— EXERCISE REQUIREMENTS —
Return exactly the span of lines that opens with the line containing "white car with" and closes with the last line of the data, inclusive.

— ENTRIES SHOWN —
★ ★ ★ ★ ★

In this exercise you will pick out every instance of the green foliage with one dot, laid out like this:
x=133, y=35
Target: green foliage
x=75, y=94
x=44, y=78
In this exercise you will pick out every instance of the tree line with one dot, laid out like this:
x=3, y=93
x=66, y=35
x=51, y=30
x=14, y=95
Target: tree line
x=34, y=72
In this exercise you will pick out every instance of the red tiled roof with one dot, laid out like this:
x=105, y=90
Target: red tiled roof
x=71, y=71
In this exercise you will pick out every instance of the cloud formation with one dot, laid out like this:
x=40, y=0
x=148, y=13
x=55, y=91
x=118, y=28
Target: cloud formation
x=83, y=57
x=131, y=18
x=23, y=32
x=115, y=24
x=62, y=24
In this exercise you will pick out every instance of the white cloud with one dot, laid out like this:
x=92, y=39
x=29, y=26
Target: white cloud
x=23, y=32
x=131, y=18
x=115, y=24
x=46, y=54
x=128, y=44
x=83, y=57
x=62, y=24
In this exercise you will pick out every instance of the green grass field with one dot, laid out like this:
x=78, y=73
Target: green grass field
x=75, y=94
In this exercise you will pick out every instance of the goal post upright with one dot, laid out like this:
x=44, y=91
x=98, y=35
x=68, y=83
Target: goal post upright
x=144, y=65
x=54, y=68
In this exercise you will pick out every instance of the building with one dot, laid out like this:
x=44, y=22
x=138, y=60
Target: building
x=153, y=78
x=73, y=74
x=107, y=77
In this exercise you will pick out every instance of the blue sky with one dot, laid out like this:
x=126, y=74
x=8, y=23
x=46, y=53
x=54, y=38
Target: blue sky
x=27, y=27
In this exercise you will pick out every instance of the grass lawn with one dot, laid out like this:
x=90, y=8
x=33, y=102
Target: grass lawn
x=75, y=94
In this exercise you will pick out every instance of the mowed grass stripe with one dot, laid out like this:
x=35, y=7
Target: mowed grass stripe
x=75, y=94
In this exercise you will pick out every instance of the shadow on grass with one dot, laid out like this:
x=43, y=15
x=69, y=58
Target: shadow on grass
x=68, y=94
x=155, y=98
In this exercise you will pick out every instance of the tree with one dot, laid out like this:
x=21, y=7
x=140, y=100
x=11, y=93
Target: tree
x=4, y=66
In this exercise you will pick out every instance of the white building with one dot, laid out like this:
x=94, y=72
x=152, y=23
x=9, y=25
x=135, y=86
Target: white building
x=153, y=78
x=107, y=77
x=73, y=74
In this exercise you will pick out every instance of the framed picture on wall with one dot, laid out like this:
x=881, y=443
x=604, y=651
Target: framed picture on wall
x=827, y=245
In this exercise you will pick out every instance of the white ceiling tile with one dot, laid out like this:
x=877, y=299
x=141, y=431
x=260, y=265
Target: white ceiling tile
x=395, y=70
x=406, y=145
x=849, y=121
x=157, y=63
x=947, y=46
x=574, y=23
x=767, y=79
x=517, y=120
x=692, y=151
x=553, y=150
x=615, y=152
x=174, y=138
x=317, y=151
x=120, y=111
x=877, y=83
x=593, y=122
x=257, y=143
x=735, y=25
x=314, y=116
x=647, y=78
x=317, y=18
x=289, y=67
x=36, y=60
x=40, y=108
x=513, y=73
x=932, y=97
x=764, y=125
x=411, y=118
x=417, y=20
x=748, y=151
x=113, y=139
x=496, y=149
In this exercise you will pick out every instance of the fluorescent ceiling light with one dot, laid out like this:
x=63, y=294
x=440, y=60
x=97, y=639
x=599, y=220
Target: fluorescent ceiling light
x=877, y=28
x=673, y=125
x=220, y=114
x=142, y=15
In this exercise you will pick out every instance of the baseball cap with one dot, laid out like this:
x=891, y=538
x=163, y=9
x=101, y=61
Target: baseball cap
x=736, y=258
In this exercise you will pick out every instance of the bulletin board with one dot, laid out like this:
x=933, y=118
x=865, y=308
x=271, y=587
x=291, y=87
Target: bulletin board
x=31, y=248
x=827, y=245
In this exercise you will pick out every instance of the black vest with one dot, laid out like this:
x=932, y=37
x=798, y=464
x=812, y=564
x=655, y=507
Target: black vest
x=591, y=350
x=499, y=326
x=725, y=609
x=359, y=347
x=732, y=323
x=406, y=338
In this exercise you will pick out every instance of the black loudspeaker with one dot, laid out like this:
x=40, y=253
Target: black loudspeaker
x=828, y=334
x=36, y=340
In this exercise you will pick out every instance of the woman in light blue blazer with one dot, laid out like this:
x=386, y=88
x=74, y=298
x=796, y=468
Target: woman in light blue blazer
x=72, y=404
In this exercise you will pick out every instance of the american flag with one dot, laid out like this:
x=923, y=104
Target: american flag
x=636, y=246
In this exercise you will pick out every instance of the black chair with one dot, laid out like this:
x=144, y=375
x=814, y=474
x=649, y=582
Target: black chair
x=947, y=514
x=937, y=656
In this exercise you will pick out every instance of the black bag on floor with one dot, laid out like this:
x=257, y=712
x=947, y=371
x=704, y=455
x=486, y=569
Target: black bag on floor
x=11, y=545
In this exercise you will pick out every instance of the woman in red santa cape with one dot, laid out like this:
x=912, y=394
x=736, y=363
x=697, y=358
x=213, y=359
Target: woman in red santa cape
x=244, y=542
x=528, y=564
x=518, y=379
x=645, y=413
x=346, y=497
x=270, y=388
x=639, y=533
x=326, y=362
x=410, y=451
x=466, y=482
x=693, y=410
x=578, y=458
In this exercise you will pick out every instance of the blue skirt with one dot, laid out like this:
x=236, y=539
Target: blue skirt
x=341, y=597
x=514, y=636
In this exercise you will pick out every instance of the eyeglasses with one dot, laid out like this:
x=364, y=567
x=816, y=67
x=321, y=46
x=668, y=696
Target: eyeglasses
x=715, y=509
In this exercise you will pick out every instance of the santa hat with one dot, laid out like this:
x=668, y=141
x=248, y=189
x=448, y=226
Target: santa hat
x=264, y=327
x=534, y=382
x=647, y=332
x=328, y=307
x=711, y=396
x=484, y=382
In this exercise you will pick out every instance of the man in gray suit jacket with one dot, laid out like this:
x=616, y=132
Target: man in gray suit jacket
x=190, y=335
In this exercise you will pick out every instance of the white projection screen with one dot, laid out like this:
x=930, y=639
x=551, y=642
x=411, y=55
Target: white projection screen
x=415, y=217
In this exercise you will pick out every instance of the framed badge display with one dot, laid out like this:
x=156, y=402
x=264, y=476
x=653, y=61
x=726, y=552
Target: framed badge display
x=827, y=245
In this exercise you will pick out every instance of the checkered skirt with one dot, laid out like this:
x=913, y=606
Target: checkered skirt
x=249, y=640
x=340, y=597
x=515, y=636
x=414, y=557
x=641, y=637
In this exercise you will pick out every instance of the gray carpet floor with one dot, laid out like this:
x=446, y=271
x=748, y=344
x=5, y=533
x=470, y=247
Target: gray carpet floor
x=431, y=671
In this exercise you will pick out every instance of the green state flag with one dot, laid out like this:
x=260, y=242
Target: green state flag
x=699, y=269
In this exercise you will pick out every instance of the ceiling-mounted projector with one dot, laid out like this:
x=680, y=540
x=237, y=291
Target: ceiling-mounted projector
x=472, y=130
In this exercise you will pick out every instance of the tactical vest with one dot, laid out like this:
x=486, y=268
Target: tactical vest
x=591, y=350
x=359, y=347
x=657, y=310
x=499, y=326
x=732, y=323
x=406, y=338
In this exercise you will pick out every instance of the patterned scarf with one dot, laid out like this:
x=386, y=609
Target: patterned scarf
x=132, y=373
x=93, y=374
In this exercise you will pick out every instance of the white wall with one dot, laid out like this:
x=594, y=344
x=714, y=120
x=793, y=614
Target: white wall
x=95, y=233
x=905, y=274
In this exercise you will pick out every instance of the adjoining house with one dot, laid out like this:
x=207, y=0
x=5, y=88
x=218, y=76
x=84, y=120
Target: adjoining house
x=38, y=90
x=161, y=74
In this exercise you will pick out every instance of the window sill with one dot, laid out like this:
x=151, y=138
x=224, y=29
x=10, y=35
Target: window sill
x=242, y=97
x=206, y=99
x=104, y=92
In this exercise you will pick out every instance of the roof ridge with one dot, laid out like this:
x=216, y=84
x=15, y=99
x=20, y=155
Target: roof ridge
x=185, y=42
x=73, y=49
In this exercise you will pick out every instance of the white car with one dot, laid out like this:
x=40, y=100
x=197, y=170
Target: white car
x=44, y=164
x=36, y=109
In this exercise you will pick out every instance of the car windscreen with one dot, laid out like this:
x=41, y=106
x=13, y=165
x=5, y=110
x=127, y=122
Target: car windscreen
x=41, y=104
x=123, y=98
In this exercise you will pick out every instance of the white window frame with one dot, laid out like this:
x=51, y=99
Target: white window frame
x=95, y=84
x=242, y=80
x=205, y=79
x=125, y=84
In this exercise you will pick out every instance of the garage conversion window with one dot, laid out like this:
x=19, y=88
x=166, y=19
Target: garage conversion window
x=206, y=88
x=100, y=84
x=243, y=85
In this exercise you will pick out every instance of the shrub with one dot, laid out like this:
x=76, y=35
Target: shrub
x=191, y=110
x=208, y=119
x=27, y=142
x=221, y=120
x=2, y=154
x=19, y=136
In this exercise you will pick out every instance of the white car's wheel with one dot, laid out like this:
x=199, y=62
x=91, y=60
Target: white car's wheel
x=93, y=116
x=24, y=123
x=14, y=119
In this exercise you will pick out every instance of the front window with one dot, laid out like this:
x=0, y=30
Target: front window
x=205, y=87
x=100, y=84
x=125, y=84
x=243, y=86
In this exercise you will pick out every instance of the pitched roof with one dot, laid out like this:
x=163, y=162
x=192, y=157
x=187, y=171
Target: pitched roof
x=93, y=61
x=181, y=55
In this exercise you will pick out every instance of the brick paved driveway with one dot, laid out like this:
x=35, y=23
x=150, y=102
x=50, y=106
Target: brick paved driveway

★ ★ ★ ★ ★

— COMPLETED TASK —
In this exercise you will pick out every instance of the white car with one dot, laid out like this:
x=40, y=100
x=197, y=170
Target: white car
x=44, y=164
x=36, y=109
In this exercise you will pick out every instance of the car windscreen with one dot, laid out like this:
x=41, y=106
x=13, y=165
x=5, y=110
x=127, y=122
Target: car windscreen
x=41, y=104
x=123, y=98
In this exercise you will pick out every instance of the white window frame with one dot, laid out like this:
x=51, y=99
Target: white window frame
x=95, y=84
x=242, y=80
x=205, y=79
x=125, y=84
In this exercise you will pick out every instance of the garage conversion window with one dot, laid out like this:
x=19, y=88
x=166, y=19
Target: garage conversion window
x=206, y=88
x=100, y=84
x=243, y=85
In this exercise you will pick out every instance of the shrub with one dot, laid out like this:
x=76, y=35
Target: shrub
x=191, y=110
x=208, y=119
x=27, y=142
x=221, y=120
x=2, y=154
x=19, y=136
In this exercise you will pick out every instance of the white car's wheel with one dot, laid out like this:
x=199, y=62
x=91, y=60
Target: white car's wheel
x=93, y=116
x=24, y=123
x=14, y=119
In this exercise you will pick out every instance of the front window with one dot, laid out like this:
x=0, y=30
Target: front window
x=205, y=87
x=100, y=84
x=125, y=84
x=243, y=86
In this exercise you will pick out every instance of the pitched roof with one dot, laid out like this:
x=163, y=162
x=192, y=157
x=187, y=171
Target: pitched roof
x=93, y=61
x=181, y=55
In this exercise you will pick out every instance of the brick paved driveway with one dot, laid out like this:
x=35, y=23
x=150, y=102
x=50, y=106
Target: brick paved driveway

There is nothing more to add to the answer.